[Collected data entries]
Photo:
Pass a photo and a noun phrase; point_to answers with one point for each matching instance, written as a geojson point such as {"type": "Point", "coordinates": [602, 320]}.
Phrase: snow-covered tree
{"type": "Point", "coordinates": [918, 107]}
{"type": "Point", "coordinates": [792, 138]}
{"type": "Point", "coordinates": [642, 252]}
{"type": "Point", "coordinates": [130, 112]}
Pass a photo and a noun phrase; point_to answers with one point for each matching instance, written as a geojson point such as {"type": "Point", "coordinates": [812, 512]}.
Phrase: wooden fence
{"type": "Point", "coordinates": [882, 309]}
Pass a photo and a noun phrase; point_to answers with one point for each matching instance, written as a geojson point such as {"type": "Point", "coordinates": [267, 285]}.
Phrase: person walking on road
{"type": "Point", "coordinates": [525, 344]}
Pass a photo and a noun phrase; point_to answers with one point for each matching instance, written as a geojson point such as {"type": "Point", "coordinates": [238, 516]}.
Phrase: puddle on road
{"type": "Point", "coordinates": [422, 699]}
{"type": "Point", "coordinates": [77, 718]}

Directions for this task: Write out all of the records above again, substituting "text query" for every "noun phrase" and keeping everything else the same.

Solution to this exercise:
Photo:
Pass a photo and a text query; point_to answers with one point for each matching instance, written as a geojson point such as {"type": "Point", "coordinates": [602, 320]}.
Phrase: snow-covered tree
{"type": "Point", "coordinates": [918, 107]}
{"type": "Point", "coordinates": [792, 138]}
{"type": "Point", "coordinates": [642, 252]}
{"type": "Point", "coordinates": [130, 112]}
Pass a photo and a text query; point_to answers with one point for each matching instance, written as a geojson point such as {"type": "Point", "coordinates": [812, 512]}.
Phrase: wooden fence
{"type": "Point", "coordinates": [882, 309]}
Pass a photo and a text query; point_to answers with one point for each matching instance, written as a geojson point such as {"type": "Point", "coordinates": [267, 285]}.
Phrase: person walking on road
{"type": "Point", "coordinates": [525, 344]}
Pass a photo and a text query; point_to answers with one point for each matching instance, written as a geojson point such as {"type": "Point", "coordinates": [238, 516]}.
Phrase: puddle on road
{"type": "Point", "coordinates": [422, 699]}
{"type": "Point", "coordinates": [77, 718]}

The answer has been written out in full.